◆ **Records for processing**
============================================================

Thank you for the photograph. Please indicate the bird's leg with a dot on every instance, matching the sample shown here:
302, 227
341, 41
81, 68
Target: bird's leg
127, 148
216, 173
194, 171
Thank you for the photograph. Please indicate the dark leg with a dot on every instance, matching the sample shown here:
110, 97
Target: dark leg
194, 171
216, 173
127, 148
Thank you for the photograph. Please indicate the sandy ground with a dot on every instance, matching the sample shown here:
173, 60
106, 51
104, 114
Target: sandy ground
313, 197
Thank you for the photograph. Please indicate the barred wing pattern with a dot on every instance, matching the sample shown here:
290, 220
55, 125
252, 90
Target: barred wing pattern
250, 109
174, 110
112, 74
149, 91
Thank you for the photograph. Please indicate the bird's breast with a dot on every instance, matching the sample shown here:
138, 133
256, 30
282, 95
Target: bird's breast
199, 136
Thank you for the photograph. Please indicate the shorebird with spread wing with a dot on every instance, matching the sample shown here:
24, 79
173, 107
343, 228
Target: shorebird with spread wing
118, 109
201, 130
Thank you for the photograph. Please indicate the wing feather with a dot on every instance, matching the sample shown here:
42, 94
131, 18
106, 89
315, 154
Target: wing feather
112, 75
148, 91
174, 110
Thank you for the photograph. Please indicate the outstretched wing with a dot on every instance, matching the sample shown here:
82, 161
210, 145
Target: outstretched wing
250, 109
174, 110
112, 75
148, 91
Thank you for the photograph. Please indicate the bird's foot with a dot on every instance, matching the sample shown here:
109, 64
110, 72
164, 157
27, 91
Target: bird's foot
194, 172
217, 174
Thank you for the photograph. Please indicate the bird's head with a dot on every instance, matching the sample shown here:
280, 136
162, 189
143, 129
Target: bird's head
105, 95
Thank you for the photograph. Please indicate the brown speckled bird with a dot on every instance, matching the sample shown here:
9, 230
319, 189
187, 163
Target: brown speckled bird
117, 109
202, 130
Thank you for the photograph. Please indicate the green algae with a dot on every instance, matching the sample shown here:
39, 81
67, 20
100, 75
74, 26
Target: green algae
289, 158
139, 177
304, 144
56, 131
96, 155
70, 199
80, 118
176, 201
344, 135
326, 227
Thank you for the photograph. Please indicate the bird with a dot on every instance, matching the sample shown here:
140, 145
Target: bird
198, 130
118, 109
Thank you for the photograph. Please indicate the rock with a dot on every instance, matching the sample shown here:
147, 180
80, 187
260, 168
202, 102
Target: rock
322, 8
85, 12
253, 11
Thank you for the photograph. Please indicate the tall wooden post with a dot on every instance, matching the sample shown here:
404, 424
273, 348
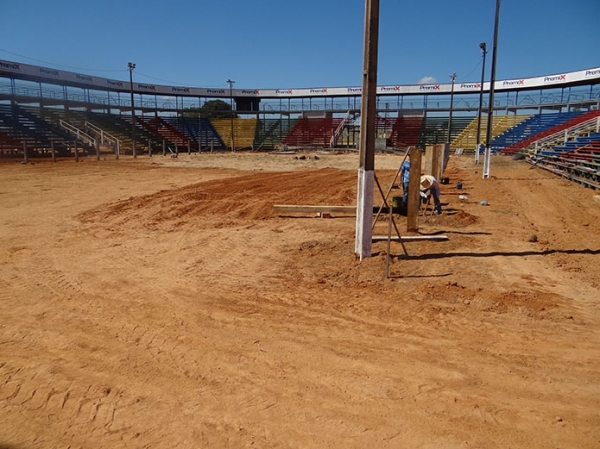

============================================================

◆ **Exercise requirements**
Pick out every line in the rows above that contains the word "spread", and copy each one in full; case counts.

◆ **Solution to this problem**
Thank you for the photograph. Please indicate the shorebird with spread wing with a dot on every instance, matching the sample shown here:
Target: shorebird with spread wing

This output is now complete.